Required task – Please rewrite each of the rows that follow, replacing "separated by one space" with "separated by a single space" and keeping everything else the same. Leave the pictures out of your answer.

* Start *

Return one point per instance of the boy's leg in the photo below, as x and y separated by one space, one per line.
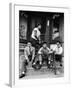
40 59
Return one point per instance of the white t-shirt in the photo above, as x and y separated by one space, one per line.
38 33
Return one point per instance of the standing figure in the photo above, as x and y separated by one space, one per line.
44 53
58 52
29 54
38 33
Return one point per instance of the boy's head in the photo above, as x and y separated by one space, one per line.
58 43
29 44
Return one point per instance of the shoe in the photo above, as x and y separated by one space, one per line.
22 75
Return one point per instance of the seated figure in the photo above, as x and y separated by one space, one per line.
29 54
43 54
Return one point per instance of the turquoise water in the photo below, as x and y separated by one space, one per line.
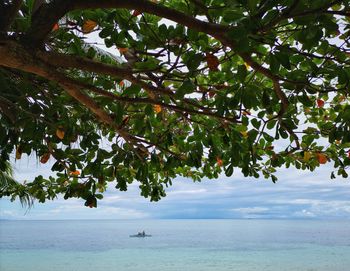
242 245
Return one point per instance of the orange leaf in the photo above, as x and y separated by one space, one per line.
320 103
123 50
88 26
322 159
60 133
212 61
18 152
55 27
307 156
244 134
157 108
136 13
75 173
219 161
45 158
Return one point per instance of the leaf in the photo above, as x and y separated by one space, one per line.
88 26
60 133
136 13
307 156
18 152
45 158
219 162
55 27
212 62
321 158
123 50
320 103
75 173
157 108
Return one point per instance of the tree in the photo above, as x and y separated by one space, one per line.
10 187
205 86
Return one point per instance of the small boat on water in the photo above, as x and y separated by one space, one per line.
140 234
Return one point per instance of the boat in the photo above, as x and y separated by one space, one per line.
141 234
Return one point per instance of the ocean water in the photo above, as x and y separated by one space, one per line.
181 245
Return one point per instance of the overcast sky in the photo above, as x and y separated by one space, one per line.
297 195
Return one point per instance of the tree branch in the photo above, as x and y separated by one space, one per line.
49 14
8 12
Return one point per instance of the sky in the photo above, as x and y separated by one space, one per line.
296 195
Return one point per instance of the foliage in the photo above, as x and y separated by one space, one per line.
10 187
192 88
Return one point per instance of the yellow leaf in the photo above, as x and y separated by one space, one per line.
244 134
322 159
88 26
45 158
75 173
307 156
18 153
157 108
123 50
60 133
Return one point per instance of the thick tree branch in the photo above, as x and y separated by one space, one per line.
83 63
8 12
16 57
50 13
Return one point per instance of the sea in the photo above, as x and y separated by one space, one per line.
175 245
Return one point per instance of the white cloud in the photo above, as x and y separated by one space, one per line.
251 210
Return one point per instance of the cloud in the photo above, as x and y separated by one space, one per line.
251 210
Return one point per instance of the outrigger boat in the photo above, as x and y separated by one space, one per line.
141 234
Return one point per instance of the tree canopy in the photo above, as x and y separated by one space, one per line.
144 91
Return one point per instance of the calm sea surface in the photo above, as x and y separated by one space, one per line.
181 245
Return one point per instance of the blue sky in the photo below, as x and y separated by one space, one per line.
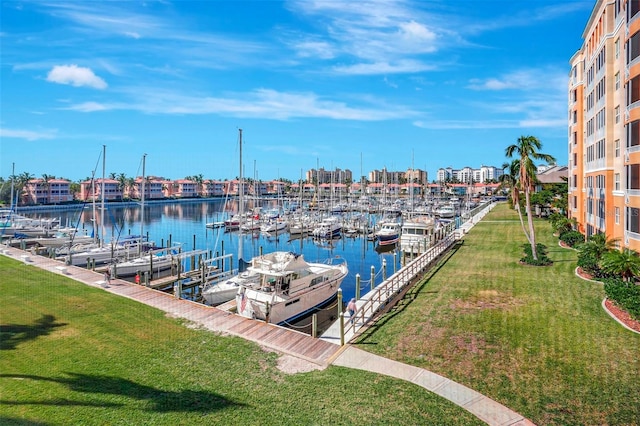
355 85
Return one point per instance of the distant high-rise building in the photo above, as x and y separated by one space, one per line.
604 124
469 175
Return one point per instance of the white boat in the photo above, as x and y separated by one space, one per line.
63 238
274 226
225 289
289 287
417 234
445 211
148 263
328 228
388 234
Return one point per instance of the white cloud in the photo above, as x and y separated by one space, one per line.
261 103
30 135
404 66
75 76
90 107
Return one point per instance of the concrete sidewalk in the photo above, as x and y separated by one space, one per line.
477 404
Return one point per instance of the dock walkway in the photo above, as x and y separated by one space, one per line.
277 338
319 352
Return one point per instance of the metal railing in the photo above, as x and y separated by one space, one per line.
381 295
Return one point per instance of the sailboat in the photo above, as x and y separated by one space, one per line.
154 260
224 286
102 253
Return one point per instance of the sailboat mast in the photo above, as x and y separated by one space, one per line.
241 204
104 163
13 179
142 183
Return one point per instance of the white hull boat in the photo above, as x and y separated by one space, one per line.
288 287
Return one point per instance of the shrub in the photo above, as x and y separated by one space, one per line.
571 238
625 294
543 259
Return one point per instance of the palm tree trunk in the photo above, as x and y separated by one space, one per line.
532 232
524 229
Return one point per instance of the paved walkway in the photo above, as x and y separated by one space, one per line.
313 351
486 409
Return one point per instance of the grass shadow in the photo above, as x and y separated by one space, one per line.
160 400
410 295
11 335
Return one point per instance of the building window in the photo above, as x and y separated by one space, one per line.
633 134
633 219
633 90
633 176
633 47
633 7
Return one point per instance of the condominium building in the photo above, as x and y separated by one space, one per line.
469 175
604 124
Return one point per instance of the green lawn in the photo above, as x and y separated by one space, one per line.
73 354
535 339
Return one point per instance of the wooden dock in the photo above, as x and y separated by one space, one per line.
272 336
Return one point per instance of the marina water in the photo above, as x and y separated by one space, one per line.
185 222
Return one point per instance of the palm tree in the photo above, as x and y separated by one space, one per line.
625 263
526 149
47 185
509 180
122 184
22 180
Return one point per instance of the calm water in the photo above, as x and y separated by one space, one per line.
186 222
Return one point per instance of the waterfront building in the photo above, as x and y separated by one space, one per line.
47 191
604 124
328 176
90 191
469 175
213 188
153 188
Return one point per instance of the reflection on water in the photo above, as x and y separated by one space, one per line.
185 223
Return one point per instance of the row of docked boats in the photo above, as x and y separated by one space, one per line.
278 287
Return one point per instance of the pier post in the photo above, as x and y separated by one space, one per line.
193 259
177 289
384 269
341 328
373 277
395 262
314 325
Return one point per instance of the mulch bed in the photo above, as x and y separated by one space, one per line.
620 314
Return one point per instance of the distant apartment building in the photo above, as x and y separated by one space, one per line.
469 175
328 176
92 190
49 191
385 176
604 124
153 188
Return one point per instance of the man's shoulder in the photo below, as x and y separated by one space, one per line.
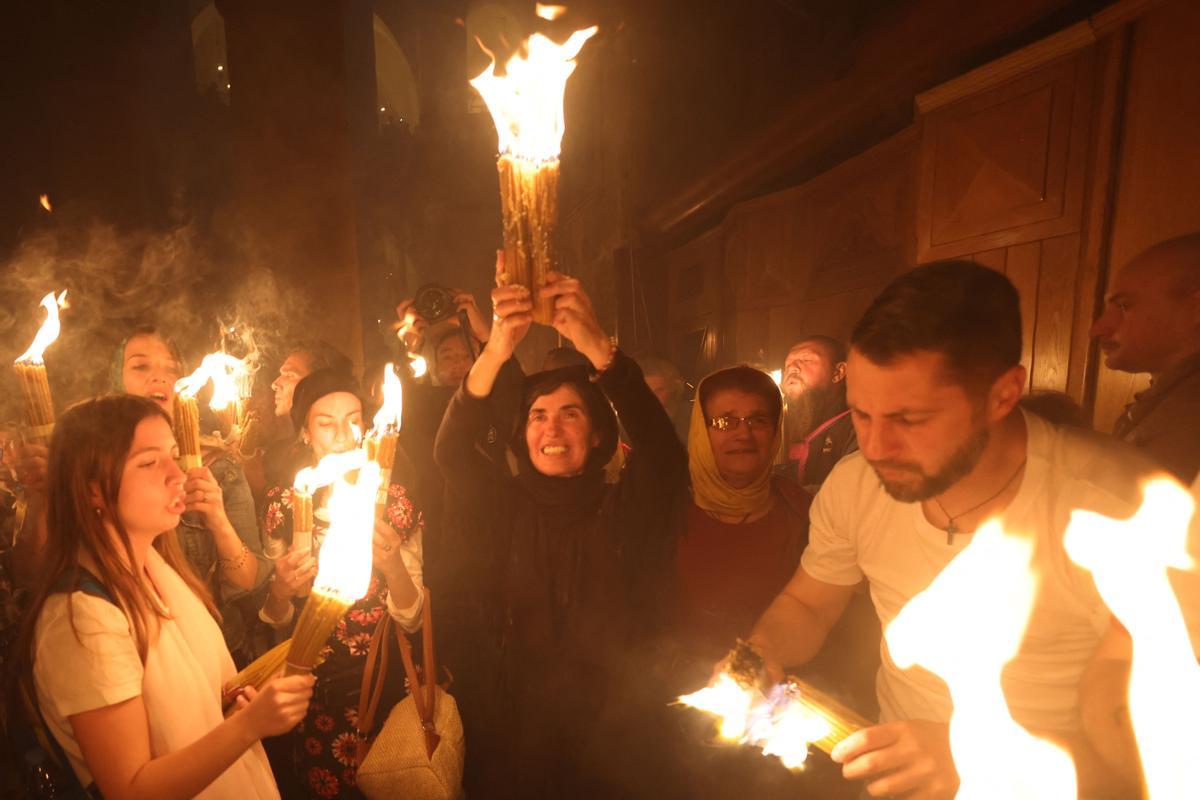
1086 462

* End *

Exercise output –
Return one point per instance of the boy's leg in the photo below, as x and y separated by a single space, one per line.
40 59
Return one point per instance of the white t-shirt in the photo above, as x and y separated by a single space, one per line.
38 33
Return one point per instance of the standing figure in the photo above, as x and y separated by a single space, one per line.
44 53
58 52
29 54
38 33
Return one point per instance of the boy's head in the photo above, as x and y separated by a single space, one per line.
58 43
29 44
Return one point per instance of the shoe in the photo above, as x and y separated by a single space, one per line.
22 75
Return one point per instance of the seated figure in the photo above, as x and y separated by a single space, one per line.
29 54
43 54
Return one point per instance of the turquoise water in the photo below, as x and y separated by a single space, one per line.
242 245
Return one point per instance of the orange leaf in the photo above, as x and y separated by a single space, one per line.
320 103
123 50
88 26
322 159
60 133
212 61
18 152
55 27
307 156
244 134
157 108
136 13
75 173
219 161
45 158
Return one point per instance of the leaf in the photo above, as x and y separated by a single space, one per line.
88 26
60 133
136 13
307 156
18 152
45 158
219 162
55 27
212 62
321 158
123 50
320 103
75 173
157 108
Return one point per instance of the tree in the photo above, as x and y separated by a single space, one per line.
10 187
205 86
Return one point per instance of the small boat on water in the photo above, as x and y separated by a single space, one per line.
140 234
Return one point per instance of the boat in the photo above, as x and y separated by a single space, one per line.
141 234
Return one point per instance of the ocean water in the photo above, as x and y separated by a single space, one per line.
181 245
Return one point per instance of the overcast sky in the photo above, as x and y separated by a single space, one per line.
297 195
Return one point per instance of the tree branch in the photo above, as x and y separated by a single space, one per line.
49 14
8 12
Return one point per instance of the sky in the photo above, as x and y separated by a single space, one per line.
296 195
Return one point per instance of the foliage in the photo above, as x and y separated by a single space, one per line.
10 187
192 88
Return one point per instance of the yellow leaf in the photo above, as x and y separated by a single space, one per line.
244 134
322 159
88 26
45 158
75 173
307 156
18 153
157 108
123 50
60 133
Return one point per instance of the thick tree branch in the photo above, as x and y separated by a single space, one per line.
83 63
8 12
16 57
50 13
Return one point per instance of the sea in the photo above, as x and y separated by a single space, one per line.
175 245
Return one point per instance of the white cloud in the photo above, as x and y separated by a single space, one per line.
251 210
Return one point per instance of the cloud in the photo above, as x and y separated by a single space, one per line.
251 210
Return one point per instance of the outrigger boat in the photo above, as x and y separated by a single space, one per line.
141 234
Return one point per instance of the tree canopy in the photo above, as x and y separated by a single space, one per line.
144 91
Return one point per instance of the calm sea surface in the photo above, as x and y separated by a single space, one per line.
181 245
Return one point per instance of the blue sky in the photo below, as x and y separated by a single space, one per line.
355 85
Return one point per instance of the distant high-rise building in the photo above, as x and y separated by a single space, one per line.
604 124
469 175
Return one point per instance of the white boat in the photo above, as x and y separated by a single space, one per line.
63 238
274 226
225 289
289 287
417 234
445 211
148 263
328 228
388 234
Return one point per instance of the white cloud in the photo above, as x and y separated by a single space, one per line.
261 103
30 135
404 66
75 76
90 107
Return one point per instance of the concrete sidewalk in the photo above, as x and y separated by a single space, one per line.
477 404
Return one point per instance of the dock walkway in the photo above, as x and y separated by a single space, one per line.
277 338
319 352
Return one point per instance of the metal railing in the photo above, as x and y separated by a single space, one per line.
381 295
Return one point per instance of the sailboat in the photo above, as x and y separated by a single space, one per line.
154 260
224 286
102 253
Return one point per instance of the sailboat mast in the photo above, as x and y separated by a single space, one per line.
241 204
104 163
13 179
142 183
Return one point per instance of the white hull boat in the photo above, as x and y separated by a single space, one per line.
288 287
Return one point per instance of the shrub in the photo above, as x and y separated by a single space, one per line.
571 238
625 294
543 259
Return one point per instance of the palm tree trunk in the photo above, as x and y separated by a single space, one per line.
532 232
524 229
Return one point per instance of the paved walkway in the photo above, as x and y separated by a single space, one per line.
313 351
486 409
Return one point per instance of the grass shadow in the photo above, as x and y separated by a single space, one per line.
160 400
410 295
11 335
Return one point per instance of the building window in the photo above, as x and y separated by a single space, one per line.
633 134
633 219
633 90
633 176
633 47
633 7
Return one point per instance of the condominium building in the photo above, as x and y separated by a single space, one per line.
469 175
604 124
Return one point per instance of the green lawn in the photo above, as x and y separated by a single space, one per line.
73 354
535 339
Return one point per instance of the wooden dock in the photo above, as x and y separated by a single space, one per line.
272 336
Return one point per instance of the marina water in the photo above, as x and y separated by a single space, one per line.
185 222
Return one point per instance of the palm tree in the photo above, as x and y separated by a single space, one per line.
625 263
526 149
47 185
509 180
122 184
22 180
Return one point per instance of the calm water in the photo above, as x and y separated by a single space, one per line.
186 222
Return one point per instance of the waterfront building in the photo above, as x and y separated by a single space, one per line.
47 191
604 124
328 176
90 191
469 175
213 188
153 188
Return one point per instance of the reflection on water in the photo above, as x and y separated by a single space, one per line.
185 223
Return one point per instance of the row of docked boats in the photo above, as x and y separated by a single space, one per line.
278 287
Return one point per instance of the pier post in the photo above, as x and y separated by a single space, one per line.
193 259
177 289
384 269
341 328
373 277
395 262
314 325
Return one point per instance of the mulch bed in the photo above, as x and y separated by a single space, one per line.
620 314
Return one point per instance of the distant apartment building in the photo above, as x and y separated by a single space, one per line.
469 175
328 176
92 190
49 191
385 176
604 124
153 188
Return one point per instance of the man's shoulder in the photo below, as x and y separated by a single space, one per line.
1086 462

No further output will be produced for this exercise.